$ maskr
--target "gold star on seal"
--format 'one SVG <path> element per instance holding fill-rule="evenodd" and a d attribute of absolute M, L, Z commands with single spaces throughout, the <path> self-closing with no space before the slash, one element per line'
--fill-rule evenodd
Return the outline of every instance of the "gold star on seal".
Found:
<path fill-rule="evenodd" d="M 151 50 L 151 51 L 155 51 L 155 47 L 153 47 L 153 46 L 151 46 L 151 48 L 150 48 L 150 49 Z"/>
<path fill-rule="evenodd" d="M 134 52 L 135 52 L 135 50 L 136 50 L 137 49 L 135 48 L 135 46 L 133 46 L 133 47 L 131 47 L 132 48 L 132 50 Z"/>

______________________________

> [TASK DESCRIPTION]: Give every line of the records as a JSON list of strings, one string for each line, leaving out blank lines.

> [SOLUTION]:
[
  "$ maskr",
  "--target \"gold star on seal\"",
  "--format 'one SVG <path> element per instance holding fill-rule=\"evenodd\" and a d attribute of absolute M, L, Z commands with single spaces throughout, the <path> self-closing with no space before the slash, one element per line'",
  "--fill-rule evenodd",
  "Return the outline of every instance of the \"gold star on seal\".",
  "Found:",
  "<path fill-rule=\"evenodd\" d=\"M 151 50 L 151 51 L 155 51 L 155 47 L 153 47 L 153 46 L 151 46 L 151 48 L 150 48 L 150 49 Z\"/>",
  "<path fill-rule=\"evenodd\" d=\"M 134 52 L 135 52 L 135 50 L 136 50 L 137 49 L 135 48 L 135 46 L 133 46 L 133 47 L 131 47 L 132 48 L 132 50 Z\"/>"
]